Exercise instructions ->
Copy, word for word, the lines of the data below that start with the line containing "Reviewer note: confirm that each instance of the black metal" and go on through the end of the data.

Entries provided ->
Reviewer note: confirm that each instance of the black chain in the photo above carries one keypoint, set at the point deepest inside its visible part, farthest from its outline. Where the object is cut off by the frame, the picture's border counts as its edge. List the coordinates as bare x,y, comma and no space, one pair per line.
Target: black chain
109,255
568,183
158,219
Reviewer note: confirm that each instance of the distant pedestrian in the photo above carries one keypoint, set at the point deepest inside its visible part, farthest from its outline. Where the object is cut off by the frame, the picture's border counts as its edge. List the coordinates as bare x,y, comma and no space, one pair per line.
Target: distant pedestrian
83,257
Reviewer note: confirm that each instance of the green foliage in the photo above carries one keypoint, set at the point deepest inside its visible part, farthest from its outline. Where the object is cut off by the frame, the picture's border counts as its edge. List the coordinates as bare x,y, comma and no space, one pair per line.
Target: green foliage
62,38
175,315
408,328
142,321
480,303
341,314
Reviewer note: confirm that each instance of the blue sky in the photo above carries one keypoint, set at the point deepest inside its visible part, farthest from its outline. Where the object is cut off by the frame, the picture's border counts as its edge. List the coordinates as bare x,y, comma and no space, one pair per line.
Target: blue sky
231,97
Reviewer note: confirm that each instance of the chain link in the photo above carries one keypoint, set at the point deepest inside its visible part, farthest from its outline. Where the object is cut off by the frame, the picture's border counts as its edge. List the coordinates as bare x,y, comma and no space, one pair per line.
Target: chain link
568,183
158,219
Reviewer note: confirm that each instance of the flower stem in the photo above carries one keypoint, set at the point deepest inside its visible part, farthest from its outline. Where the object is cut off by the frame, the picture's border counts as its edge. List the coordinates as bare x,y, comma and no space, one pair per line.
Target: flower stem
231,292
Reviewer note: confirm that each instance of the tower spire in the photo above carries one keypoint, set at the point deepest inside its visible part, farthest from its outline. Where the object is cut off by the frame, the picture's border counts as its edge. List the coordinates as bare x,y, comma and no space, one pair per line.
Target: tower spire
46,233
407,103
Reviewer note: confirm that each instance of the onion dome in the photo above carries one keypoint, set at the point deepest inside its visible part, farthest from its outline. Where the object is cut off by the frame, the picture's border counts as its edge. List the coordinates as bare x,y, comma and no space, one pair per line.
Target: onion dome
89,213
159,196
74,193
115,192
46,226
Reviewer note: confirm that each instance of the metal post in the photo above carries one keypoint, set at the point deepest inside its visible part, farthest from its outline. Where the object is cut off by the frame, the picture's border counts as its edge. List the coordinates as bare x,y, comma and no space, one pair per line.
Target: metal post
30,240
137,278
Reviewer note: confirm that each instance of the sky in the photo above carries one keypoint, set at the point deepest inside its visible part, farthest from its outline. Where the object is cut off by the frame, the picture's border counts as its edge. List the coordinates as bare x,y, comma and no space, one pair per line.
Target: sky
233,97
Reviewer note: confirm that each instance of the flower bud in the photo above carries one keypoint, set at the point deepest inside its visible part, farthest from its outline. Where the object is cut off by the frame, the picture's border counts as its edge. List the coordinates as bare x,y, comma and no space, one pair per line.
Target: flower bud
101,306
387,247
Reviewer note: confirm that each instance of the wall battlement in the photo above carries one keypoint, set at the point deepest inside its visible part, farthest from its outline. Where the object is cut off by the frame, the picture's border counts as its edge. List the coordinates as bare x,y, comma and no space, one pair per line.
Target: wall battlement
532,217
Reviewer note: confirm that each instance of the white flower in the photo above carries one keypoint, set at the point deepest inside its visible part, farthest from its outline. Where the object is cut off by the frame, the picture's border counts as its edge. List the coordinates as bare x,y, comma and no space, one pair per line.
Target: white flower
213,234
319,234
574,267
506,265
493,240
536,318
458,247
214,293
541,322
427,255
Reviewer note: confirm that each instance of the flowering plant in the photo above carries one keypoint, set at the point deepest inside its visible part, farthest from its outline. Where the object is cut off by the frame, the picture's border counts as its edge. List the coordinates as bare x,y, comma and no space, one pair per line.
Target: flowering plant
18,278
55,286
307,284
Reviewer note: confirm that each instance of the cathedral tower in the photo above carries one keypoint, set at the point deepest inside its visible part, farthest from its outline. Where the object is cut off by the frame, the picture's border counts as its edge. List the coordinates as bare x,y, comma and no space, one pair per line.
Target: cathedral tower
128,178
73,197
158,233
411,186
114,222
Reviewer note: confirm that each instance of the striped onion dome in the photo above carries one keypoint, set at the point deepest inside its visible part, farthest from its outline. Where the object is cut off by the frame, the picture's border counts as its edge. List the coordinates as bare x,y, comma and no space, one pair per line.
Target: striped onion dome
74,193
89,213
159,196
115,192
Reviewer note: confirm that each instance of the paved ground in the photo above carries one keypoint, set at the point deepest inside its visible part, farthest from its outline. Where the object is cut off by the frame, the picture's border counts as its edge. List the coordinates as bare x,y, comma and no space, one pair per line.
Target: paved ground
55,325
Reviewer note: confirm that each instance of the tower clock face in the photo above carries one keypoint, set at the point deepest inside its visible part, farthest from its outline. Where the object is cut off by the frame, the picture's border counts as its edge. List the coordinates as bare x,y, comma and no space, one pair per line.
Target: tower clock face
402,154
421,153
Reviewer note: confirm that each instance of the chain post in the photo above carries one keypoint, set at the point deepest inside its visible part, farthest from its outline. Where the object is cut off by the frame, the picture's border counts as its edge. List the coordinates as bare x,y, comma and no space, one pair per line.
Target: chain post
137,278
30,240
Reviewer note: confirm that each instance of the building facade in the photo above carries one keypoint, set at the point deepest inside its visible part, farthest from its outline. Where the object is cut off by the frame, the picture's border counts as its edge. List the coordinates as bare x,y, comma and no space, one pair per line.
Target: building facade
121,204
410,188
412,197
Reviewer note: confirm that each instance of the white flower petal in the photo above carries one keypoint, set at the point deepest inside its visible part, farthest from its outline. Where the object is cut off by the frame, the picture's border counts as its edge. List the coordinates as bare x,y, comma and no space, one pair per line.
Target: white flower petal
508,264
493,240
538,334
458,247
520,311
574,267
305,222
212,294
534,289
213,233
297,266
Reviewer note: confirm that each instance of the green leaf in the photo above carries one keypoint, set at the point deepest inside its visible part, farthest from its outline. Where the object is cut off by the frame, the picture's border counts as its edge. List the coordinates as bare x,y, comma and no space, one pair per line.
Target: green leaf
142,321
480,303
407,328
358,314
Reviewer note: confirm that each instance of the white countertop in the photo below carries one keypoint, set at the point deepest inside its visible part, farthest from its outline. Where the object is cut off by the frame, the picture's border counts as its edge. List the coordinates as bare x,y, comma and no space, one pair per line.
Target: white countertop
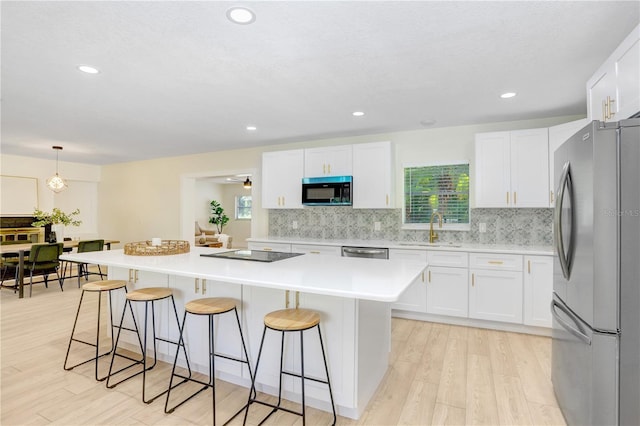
479,248
369,279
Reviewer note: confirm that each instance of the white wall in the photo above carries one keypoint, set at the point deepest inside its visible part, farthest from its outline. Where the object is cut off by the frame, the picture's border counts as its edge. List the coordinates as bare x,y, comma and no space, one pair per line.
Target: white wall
143,199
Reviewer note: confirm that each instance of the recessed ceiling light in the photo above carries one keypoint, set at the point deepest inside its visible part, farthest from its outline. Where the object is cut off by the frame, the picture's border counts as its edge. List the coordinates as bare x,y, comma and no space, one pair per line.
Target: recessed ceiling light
241,15
88,69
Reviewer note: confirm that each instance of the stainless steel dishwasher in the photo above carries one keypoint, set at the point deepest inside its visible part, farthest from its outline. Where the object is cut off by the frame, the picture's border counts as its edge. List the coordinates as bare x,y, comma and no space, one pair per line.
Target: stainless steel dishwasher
367,252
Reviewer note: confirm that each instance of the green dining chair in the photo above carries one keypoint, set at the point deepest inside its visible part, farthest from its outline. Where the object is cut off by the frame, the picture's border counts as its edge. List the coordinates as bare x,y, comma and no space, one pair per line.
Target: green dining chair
44,259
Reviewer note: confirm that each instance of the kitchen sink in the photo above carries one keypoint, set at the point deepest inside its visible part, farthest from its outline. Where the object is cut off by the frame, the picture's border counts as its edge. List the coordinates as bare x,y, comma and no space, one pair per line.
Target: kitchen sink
431,244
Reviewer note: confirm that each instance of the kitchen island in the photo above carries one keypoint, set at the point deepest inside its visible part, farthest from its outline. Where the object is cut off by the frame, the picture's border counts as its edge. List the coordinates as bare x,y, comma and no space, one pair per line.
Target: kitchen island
353,296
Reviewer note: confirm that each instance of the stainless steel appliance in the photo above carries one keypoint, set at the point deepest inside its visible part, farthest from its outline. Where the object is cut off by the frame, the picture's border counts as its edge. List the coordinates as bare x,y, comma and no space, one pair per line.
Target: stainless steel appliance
254,255
596,300
327,191
367,252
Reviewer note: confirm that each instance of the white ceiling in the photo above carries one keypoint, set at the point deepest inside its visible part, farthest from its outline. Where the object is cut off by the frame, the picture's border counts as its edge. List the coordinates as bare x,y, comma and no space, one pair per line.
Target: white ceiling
179,78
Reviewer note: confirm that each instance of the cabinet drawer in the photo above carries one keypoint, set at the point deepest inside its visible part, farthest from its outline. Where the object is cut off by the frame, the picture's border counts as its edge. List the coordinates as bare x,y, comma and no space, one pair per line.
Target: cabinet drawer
408,254
283,247
453,259
504,262
313,249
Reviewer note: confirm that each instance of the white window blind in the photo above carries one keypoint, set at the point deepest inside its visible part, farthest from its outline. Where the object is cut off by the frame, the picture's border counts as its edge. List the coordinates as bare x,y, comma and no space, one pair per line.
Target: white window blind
441,188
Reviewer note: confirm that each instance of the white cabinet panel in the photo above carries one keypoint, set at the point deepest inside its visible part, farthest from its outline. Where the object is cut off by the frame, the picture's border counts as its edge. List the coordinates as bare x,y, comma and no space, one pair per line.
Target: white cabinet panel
538,290
282,179
414,298
512,168
372,176
447,291
329,161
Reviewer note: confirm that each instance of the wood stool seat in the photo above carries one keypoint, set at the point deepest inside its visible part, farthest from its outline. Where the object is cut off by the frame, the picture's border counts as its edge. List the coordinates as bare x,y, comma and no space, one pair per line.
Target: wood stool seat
104,285
149,294
292,319
210,306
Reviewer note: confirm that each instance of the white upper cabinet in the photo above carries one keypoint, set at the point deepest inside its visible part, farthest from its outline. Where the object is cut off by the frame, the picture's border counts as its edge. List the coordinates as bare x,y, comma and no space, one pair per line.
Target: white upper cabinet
613,93
328,161
372,176
282,179
557,136
512,169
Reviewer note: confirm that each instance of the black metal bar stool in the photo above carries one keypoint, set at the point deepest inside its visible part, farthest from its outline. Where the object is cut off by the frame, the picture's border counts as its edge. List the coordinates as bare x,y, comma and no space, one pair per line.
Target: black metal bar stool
96,287
210,307
148,296
285,321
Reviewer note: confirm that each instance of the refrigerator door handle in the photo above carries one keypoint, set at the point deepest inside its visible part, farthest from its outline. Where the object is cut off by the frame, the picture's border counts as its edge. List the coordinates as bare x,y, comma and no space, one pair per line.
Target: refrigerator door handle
563,256
575,331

Task output ->
Reviewer note: confirm that each instance of the black metal bar stool in the photo above carries one keypoint, set at the point deepest inside its visible part, farthest from its outline. Where the object is cut off by the frame, the picture's border counts as its edge. List the coordinates as bare x,y, comma and no space, one pair per line.
Target: black metal bar stool
96,287
210,307
148,296
285,321
Reviewer note: confirm that each instance of the refrigerator door handle in the photo above carries one keypoint, set at the point deepest inside its visible part, farthest from its outline. Where the object is cut off by the frame, the picture's border counts as its edge. List the coordinates as bare x,y, comma and no space, one pair per line.
Target: refrigerator door handle
563,256
575,331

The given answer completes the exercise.